Source:
Start

Global Research, October 09, 2016
Very few public intellectuals pull no punches in their analyses of world affairs. James Petras is one of them. Possessed of a brilliant and capacious mind that grasps global events in a comprehensive and interconnected way, he also writes with a moral urgency befitting our dangerous historical moment. He reminds me of C. Wright Mills, another brilliant sociologist whose warnings went unheeded more than fifty years ago.
The End of the Republic and the Delusion of Empire is his 68th book, and one of his most important. It should be read by anyone concerned with the looming disaster that will eventuate from the upcoming U.S. presidential election, no matter who wins. While not explicitly stating it, it is clear that Petras expects Hillary Clinton to win, and he finds her far more dangerous than Donald Trump.
If Trump were to be elected by some fluke, he thinks he would “face a massive investment and lending revolt from capitalists and bankers who would be very willing to drive the fragile economy into a major recession, threatening a kind of domestic economic sabotage.” If Clinton wins, as she surely will, he foresees a much worse outcome: “there is a strong chance the election of Hillary Clinton will drive the world into catastrophic nuclear war.”
Petras, therefore, declares a pox on both their houses.
The book is divided into four parts. The first deals with the U.S. presidential primaries and election. It was written before Trump and Clinton secured their parties’ nominations, but Petras assumes they will be the nominees. Part two, the longest is devoted to what he calls “The Delusions of Empire,” and is a multi-faceted dissection of the American empire and its push toward war with Russia. Part three is an analysis of the rise and fall of popular insurgencies throughout the world, as they confront bankers, warlords, and their political proxies in the U.S. The final section concerns the issue of “who rules America and who sets the military agenda in the most contentious regions of the Middle East.”
While all are well done, I think one, two, and four are the strongest and most immediately pertinent. None are written in a pedantically academic style, though all are informed by an impressive breadth of knowledge. The book in its entirety is written in a passionate and committed style, while being rooted in facts.
As for the 2016 presidential elections, Petras rightly says that more than half the U.S. electorate views Clinton and Trump “with horror and disdain.” He argues that Trump, while painted as a fascist by the main stream media (MSM), “lacks the program, organization, and practice that define a fascist politician.” Nevertheless, he is the “lobotomized” candidate serving as “backdoor backing of political psychopath Hillary Clinton.”

End

Problems and tasks:
[1] Name every person the book review mentions by name.
[2] Reproduce word for word the passage of the book review from "Global Research, October" up to and including "than Donald Trump.".
The lines that come next have no connection to the book review.

Data provided:
Start

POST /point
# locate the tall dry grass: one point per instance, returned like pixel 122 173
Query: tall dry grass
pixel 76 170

End

Task answers:
[1] James Petras, C. Wright Mills, Hillary Clinton, Donald Trump

[2]
Global Research, October 09, 2016
Very few public intellectuals pull no punches in their analyses of world affairs. James Petras is one of them. Possessed of a brilliant and capacious mind that grasps global events in a comprehensive and interconnected way, he also writes with a moral urgency befitting our dangerous historical moment. He reminds me of C. Wright Mills, another brilliant sociologist whose warnings went unheeded more than fifty years ago.
The End of the Republic and the Delusion of Empire is his 68th book, and one of his most important. It should be read by anyone concerned with the looming disaster that will eventuate from the upcoming U.S. presidential election, no matter who wins. While not explicitly stating it, it is clear that Petras expects Hillary Clinton to win, and he finds her far more dangerous than Donald Trump.